## Records to process
_ _ _ _ _

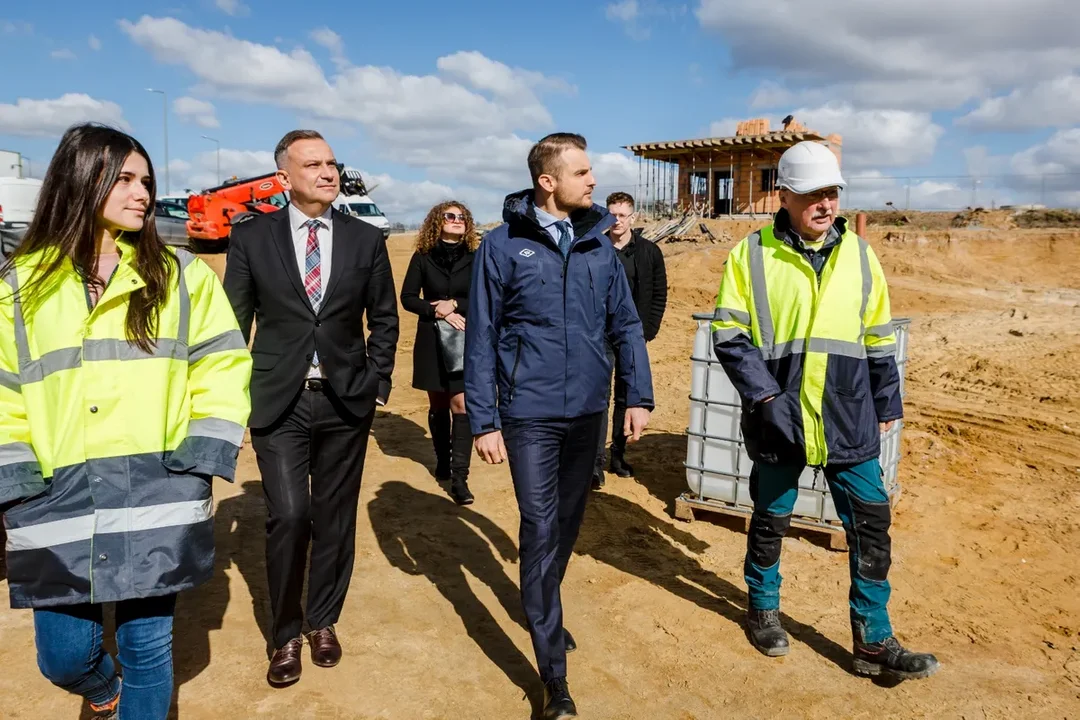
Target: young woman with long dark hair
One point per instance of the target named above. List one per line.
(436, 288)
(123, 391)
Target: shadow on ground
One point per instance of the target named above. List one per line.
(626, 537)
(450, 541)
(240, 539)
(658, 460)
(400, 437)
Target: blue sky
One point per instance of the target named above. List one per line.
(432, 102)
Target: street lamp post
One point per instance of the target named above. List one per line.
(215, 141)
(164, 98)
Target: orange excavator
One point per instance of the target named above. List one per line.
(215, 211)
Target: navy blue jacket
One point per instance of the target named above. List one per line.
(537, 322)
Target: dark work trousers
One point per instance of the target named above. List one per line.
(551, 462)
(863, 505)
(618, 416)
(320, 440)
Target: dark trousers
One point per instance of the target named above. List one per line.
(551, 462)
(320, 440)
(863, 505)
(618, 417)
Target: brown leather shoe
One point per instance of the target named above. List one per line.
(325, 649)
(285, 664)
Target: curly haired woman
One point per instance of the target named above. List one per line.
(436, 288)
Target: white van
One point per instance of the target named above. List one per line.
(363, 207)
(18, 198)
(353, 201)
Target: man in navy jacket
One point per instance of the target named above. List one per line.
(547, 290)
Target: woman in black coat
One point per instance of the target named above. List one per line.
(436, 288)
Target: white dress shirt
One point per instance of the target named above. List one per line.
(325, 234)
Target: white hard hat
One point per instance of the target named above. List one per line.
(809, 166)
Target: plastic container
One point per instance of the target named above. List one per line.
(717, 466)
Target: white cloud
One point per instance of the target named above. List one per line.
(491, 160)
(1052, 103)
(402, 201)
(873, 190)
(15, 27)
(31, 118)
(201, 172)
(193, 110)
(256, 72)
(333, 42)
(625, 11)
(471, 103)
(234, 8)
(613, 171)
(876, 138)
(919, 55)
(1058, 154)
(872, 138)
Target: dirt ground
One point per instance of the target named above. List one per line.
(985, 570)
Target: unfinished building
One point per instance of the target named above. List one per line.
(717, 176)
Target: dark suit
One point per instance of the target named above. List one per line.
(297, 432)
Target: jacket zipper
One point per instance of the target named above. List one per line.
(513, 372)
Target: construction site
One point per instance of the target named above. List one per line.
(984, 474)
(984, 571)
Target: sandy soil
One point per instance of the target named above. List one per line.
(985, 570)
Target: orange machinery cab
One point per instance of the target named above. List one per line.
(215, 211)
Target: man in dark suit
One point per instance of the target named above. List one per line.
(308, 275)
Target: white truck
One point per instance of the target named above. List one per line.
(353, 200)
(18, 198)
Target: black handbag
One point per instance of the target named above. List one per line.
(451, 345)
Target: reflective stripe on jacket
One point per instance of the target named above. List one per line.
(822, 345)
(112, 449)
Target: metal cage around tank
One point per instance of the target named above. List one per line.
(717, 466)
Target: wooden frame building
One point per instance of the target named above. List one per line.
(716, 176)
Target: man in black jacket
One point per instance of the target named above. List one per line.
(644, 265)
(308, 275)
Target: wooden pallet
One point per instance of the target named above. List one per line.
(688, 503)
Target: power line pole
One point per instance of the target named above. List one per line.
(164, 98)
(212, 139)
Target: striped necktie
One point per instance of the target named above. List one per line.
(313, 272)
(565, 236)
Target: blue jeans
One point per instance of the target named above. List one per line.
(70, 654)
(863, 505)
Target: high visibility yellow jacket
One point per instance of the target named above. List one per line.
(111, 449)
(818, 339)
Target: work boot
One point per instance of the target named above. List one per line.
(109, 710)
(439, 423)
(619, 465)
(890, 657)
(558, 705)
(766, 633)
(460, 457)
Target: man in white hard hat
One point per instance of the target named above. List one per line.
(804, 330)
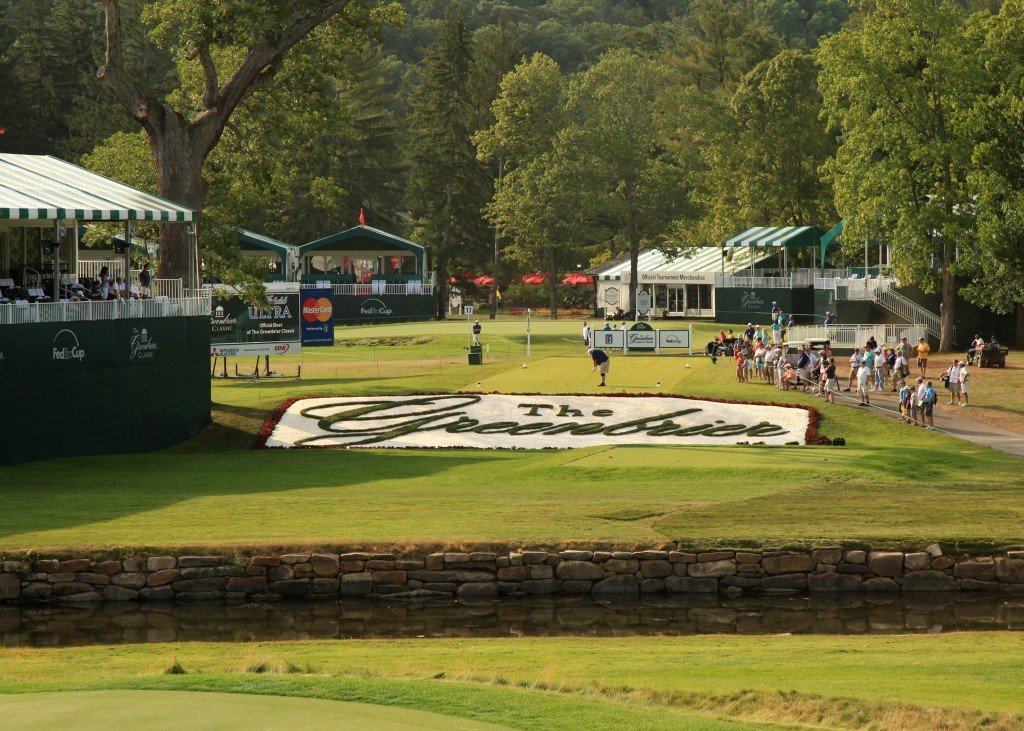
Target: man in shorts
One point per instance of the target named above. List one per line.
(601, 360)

_ _ _ _ _

One number is the full answer: how many lines of the records include the string "white".

## The completed task
6